Write out exactly the lines running from the one that contains "point: tropical plant" through the end of the material.

DATASET ENTRIES:
━━━━━━━━

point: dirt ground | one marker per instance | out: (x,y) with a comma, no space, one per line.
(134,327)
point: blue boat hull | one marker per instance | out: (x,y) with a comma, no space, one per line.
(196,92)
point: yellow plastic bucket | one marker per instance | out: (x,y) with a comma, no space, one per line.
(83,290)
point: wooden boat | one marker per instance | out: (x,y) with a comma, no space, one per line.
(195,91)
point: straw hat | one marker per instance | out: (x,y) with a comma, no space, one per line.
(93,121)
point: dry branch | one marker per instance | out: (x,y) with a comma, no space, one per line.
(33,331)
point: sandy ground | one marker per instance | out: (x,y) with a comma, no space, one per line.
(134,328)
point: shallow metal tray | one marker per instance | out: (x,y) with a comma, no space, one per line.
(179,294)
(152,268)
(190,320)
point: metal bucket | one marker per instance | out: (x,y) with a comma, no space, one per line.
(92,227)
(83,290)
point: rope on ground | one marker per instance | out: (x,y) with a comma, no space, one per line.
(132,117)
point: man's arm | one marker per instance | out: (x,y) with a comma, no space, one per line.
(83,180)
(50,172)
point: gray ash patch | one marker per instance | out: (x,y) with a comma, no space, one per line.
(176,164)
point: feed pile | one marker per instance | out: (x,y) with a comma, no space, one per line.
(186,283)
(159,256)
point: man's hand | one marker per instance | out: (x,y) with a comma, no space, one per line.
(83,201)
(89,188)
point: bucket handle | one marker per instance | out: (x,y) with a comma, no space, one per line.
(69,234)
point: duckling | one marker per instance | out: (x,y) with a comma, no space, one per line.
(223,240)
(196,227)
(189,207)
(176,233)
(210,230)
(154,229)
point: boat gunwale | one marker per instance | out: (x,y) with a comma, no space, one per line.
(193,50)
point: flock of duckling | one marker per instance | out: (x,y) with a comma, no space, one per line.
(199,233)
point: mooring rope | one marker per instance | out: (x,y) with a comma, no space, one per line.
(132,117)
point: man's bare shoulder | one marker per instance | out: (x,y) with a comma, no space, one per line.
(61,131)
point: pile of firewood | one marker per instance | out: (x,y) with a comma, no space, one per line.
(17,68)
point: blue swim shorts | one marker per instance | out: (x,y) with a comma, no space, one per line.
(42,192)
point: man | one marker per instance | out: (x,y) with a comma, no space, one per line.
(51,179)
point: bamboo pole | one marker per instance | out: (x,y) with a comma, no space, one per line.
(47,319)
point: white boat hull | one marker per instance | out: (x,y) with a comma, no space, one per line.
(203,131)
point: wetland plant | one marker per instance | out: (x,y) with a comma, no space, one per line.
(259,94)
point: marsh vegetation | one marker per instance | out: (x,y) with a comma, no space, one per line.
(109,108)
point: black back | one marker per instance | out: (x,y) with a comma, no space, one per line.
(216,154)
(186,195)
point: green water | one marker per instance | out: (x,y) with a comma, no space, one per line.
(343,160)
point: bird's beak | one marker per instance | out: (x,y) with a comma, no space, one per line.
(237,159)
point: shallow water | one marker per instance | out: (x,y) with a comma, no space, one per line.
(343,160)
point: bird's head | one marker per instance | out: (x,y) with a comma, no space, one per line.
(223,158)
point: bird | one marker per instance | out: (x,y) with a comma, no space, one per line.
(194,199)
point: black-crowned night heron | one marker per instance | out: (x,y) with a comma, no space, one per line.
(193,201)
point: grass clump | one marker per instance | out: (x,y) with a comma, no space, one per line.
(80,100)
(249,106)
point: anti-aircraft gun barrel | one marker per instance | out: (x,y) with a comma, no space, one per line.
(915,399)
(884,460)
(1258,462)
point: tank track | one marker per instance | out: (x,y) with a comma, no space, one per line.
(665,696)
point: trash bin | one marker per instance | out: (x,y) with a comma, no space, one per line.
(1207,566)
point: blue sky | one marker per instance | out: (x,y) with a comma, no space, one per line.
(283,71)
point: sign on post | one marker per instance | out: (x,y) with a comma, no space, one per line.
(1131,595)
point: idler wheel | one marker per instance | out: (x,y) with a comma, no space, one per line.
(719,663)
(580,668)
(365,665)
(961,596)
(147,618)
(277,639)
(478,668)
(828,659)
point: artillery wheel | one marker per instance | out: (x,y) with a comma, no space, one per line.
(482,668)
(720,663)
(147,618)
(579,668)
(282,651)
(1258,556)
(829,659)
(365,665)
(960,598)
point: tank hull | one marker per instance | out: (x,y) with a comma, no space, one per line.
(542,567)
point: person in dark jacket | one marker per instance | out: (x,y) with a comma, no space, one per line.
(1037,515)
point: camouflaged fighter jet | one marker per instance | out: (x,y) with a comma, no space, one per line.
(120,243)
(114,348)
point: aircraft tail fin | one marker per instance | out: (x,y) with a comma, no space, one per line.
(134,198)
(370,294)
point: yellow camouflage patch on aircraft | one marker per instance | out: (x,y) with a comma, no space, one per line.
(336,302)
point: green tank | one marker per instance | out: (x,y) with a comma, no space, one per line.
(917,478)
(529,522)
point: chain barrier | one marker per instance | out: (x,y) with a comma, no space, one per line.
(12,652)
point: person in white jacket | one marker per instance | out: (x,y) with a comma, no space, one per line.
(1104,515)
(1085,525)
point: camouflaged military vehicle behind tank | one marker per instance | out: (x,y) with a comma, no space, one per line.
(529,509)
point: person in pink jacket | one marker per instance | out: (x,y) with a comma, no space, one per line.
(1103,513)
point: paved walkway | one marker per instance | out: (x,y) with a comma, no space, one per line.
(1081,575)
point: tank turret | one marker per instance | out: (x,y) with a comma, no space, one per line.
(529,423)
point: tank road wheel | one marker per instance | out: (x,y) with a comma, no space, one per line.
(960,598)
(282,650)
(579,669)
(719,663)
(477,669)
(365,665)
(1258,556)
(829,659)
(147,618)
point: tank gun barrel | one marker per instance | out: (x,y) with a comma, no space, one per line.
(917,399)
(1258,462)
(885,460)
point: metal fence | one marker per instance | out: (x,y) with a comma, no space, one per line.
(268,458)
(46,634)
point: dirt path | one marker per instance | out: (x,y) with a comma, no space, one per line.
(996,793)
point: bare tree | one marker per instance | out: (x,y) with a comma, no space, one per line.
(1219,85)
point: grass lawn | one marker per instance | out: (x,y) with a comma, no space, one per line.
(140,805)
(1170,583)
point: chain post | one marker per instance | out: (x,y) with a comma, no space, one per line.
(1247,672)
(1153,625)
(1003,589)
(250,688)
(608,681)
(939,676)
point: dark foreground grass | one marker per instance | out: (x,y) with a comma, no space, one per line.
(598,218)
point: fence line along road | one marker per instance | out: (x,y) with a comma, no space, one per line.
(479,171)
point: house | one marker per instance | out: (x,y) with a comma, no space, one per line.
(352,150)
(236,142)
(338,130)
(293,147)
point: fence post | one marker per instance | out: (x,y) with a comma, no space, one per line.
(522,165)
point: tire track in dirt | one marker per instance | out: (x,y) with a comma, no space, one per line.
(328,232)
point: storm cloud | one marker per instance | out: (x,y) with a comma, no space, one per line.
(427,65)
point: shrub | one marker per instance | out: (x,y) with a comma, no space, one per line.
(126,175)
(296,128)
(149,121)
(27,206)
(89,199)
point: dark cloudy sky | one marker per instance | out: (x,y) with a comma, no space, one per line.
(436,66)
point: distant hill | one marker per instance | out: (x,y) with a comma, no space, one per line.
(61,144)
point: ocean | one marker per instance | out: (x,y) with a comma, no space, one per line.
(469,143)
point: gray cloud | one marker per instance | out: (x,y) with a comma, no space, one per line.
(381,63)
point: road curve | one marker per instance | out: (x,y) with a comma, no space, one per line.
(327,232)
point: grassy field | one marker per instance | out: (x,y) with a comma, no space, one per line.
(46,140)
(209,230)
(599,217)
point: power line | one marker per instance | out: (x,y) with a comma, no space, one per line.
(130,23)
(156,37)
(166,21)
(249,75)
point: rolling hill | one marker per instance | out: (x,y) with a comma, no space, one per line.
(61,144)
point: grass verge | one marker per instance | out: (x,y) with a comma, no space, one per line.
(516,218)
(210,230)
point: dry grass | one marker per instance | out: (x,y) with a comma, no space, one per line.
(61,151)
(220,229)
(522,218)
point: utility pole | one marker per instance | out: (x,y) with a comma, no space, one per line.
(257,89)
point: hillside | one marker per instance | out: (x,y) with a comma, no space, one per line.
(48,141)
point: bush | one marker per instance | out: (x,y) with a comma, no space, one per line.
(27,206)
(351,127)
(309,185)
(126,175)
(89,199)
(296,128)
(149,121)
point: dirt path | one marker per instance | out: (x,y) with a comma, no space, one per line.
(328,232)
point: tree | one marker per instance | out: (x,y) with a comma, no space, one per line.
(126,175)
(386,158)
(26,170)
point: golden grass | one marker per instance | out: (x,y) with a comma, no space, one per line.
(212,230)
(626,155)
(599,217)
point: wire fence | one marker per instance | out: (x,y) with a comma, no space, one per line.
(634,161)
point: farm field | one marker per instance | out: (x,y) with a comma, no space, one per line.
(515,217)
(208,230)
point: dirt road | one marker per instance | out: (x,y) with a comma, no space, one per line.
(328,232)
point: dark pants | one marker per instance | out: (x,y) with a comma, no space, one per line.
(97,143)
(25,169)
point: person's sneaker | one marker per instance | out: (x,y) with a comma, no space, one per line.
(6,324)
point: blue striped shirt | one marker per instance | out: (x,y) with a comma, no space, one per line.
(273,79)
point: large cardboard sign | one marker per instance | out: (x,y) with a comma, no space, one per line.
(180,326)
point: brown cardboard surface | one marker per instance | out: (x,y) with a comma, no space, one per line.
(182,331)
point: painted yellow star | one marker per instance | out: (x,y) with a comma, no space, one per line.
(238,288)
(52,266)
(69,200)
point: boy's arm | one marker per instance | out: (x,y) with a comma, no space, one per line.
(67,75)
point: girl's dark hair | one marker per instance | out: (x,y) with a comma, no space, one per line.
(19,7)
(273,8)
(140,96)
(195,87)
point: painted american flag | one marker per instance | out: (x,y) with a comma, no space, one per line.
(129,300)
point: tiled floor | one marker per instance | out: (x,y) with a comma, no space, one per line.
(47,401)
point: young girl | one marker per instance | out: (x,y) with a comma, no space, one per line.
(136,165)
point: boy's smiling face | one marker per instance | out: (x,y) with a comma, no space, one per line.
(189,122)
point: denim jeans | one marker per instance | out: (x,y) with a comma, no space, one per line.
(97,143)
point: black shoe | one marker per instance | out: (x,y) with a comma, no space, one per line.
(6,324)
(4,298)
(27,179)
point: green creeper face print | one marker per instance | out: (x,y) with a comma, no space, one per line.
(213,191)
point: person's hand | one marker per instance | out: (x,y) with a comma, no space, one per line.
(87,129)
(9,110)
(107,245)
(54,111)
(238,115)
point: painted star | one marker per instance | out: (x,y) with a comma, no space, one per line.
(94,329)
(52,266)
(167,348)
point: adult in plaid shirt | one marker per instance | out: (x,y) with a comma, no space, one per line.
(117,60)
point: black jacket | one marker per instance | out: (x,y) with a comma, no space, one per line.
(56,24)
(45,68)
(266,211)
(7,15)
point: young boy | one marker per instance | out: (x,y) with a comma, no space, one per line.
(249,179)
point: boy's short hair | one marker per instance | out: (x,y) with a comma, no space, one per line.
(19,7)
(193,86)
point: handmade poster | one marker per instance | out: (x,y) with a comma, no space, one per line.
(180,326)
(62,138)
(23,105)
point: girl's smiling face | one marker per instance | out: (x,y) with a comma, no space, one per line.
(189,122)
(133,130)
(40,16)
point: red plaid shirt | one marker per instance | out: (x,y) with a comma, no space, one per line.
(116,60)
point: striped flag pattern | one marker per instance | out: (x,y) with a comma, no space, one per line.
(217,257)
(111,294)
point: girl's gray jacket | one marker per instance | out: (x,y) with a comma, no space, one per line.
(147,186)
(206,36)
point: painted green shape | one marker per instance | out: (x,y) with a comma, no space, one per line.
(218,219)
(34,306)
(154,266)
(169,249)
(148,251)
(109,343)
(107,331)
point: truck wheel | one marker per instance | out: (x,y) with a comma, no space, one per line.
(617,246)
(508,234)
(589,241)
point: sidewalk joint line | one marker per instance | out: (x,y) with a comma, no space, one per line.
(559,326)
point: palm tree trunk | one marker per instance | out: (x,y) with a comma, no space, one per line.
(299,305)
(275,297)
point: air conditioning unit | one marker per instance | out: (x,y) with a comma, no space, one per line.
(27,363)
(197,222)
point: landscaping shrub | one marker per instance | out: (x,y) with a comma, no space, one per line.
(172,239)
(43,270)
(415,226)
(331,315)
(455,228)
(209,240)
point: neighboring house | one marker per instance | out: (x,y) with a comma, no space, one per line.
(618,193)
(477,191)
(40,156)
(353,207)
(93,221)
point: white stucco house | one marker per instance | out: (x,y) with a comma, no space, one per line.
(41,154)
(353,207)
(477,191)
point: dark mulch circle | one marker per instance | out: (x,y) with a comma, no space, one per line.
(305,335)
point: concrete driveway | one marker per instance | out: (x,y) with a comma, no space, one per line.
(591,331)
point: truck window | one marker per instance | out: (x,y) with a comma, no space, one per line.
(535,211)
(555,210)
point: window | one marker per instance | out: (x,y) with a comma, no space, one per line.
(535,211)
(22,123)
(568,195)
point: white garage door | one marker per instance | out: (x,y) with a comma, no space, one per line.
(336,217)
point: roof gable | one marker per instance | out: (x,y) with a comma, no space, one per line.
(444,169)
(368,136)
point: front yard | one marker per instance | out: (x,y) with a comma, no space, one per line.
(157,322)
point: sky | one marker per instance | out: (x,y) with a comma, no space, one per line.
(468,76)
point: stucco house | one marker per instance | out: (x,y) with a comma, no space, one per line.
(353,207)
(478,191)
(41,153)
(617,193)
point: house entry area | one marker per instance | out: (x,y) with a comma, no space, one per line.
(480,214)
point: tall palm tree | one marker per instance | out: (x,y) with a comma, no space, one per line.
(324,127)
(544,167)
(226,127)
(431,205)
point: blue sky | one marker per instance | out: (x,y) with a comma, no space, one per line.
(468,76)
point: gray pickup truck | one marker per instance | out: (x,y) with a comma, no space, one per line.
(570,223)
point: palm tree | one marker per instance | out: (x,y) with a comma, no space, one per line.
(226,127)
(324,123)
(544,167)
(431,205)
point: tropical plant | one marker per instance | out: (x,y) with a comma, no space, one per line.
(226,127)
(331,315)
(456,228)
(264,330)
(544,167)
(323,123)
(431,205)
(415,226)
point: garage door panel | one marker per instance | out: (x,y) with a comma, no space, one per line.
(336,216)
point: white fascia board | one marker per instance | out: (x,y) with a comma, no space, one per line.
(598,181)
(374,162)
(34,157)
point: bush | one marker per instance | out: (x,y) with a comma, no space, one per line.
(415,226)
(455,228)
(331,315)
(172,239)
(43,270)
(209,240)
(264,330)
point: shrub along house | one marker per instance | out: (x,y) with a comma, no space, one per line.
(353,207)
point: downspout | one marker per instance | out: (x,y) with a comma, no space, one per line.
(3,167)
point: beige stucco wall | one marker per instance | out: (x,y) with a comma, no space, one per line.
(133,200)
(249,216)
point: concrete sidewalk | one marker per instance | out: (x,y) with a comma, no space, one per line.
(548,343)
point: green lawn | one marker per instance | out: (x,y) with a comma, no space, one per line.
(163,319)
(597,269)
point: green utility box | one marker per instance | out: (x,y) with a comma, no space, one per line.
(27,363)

━━━━━━━━

YOUR RESPONSE:
point: tropical plant | one marker per instance | out: (x,y) with a comma, no space, one per line.
(226,127)
(331,315)
(456,228)
(264,330)
(544,167)
(323,123)
(431,205)
(415,226)
point: garage door panel | one marker per instance | out: (x,y) with a comma, no space, one per line.
(336,216)
point: white fascia board | one marker per instance | out: (x,y) with a comma, no space, one per line.
(598,181)
(374,162)
(34,157)
point: bush | one marker per instance | out: (x,y) with a comma, no space, one per line.
(415,226)
(455,228)
(331,315)
(172,239)
(43,270)
(209,240)
(264,330)
point: shrub along house | one marker per instance | out: (x,y) with a comma, no space, one per line.
(353,207)
point: downspout | one marker per instance | out: (x,y) with a comma, no space, one per line.
(3,167)
point: beige stucco wall | one marker per instance | out: (x,y) with a comma, no space, one per line.
(133,200)
(249,216)
point: concrete sidewalk | one marker per instance | out: (x,y) with a comma, no space, one per line.
(548,343)
point: green lawn | one marker per instance | out: (x,y) with a comma, no space, one per line.
(163,319)
(597,269)
point: green utility box | one marker per instance | out: (x,y) with a comma, no space, one per line.
(27,363)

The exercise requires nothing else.